- _Exercise passage_:
== Segment start ==

The Middle East Channel

Syrian troops move toward Aleppo as Turkey closes its borders

Fighting in Damascus has decreaesd as government troops regain control of the capital. Clashes continue for the fifth day in Aleppo, Syria's largest city. The London-based Syrian Observatory for Human Rights reported an estimated 120 people were killed on Tuesday, most of whom were in Aleppo where regime forces have been fighting the opposition with helicopter gunships and heavy artillery as well as warplanes, which would be the first instance of such aerial bombings in the conflict. The Syrian government is moving thousands of troops from Idlib province toward Aleppo. Clashes were initially limited to the poor, southern neighborhood of Saleheddin but have spread throughout the city, particularly to Bab al-Hadeed near Aleppo's historic old city. Syrian forces hit the opposition-held Damascus suburb of al-Tel, firing artillery and rockets on Wednesday forcing hundreds of families to flee. Meanwhile, the New York Times reported there is increasing evidence of al Qaeda's involvement in the Syrian conflict, which has been conducting more suicide bombings. Turkey announced on Wednesday that it is closing its 566-mile border with Syria as the conflict escalated and after armed men seized and looted dozens of Turkish trucks at the Bab al-Hawa crossing last week. The move will cut off an integral supply route into Syria, but refugees fleeing Syria will still be permitted to enter Turkey. Meanwhile, Brigadier-General Manaf Tlass has confirmed his defection in a broadcast on Al Arabiya from France. He called for a united "free and democratic Syria." Additionally, two top Syrian diplomats have defected from their posts in the United Arab Emirates and Cyprus.

== Segment end ==

- _Entries contained in a dataset_:
== Segment start ==

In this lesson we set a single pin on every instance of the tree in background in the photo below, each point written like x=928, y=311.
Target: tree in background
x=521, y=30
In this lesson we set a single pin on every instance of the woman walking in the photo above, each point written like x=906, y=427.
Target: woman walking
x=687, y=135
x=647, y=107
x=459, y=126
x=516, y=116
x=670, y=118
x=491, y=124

== Segment end ==

- _Brief 1_:
Answer these questions from the report on the Syrian conflict:
(a) Which neighborhood of Aleppo were the clashes initially limited to?
(b) How long is the border with Syria that Turkey announced it is closing?
(c) In which two countries were the defecting Syrian diplomats posted?
- _Brief 2_:
Continue the report on the Syrian conflict from its final sentence.

- _Your response 1_:
(a) Saleheddin, a poor, southern neighborhood.
(b) 566 miles.
(c) The United Arab Emirates and Cyprus.

- _Your response 2_:
Headlines  

  • President Mahmoud Amadinejad has announced that Iran is increasing uranium enrichment despite international pressure and recently escalated U.S. and EU sanctions.
  • Bulgaria's prime minister said the identity of the suicide bomber who killed five Israelis and a bus driver last week remains unclear, but was part of a group of "exceptionally skilled" conspirators.
  • The Islamic State of Iraq, an al Qaeda affiliated group, claimed responsibility for the series of attacks across Iraq on Monday that killed an estimated 116 people and injured hundreds.

Arguments & Analysis

Iran's Strategy in the Strait of Hormuz' (Kayhan Barzegar, The Diplomat)

"While Iran's economic interests dictate that it not close the Strait of Hormuz, it is likely that if Iran's economic security is endangered, it will thus react because Iran's energy exports are directly related to the country's national security and the government's legitimacy. Iran's reaction would be more focused on  "defensive deterrence"-taking a "measured" reaction when confronting those states which have acted against Iran's interests with sanctions. Iran had previously conducted this strategy during the Tanker War in the 1980s. In terms of conducting an asymmetric war, Iran is in a much more powerful position for conducting such operations today."

An Old Spy in the New Tunisia' (John Thorne, The Atlantic)

"I was reporting on a conference at a hotel near Tunis when I recognized his face among the security men by the door. Years before, he had trailed me through the streets. Tunisia's dictator, President Zine El Abidine Ben Ali, had been rigging another election then, and in any case they always used to spy on reporters...You learned to note who was loitering outside your hotel, to memorize faces in a train carriage, to scan a street while pretending to tie a shoe. Sometimes the agents stood out. During my first trip to Tunis in January 2009, I visited the ruins of Carthage. Three men I recognized from the train sat on a bench, hunched in their coats, watching me explore the stumps of columns."

Assad's Fall is Maliki's Nightmare' (Dov S. Zakheim, The National Interest)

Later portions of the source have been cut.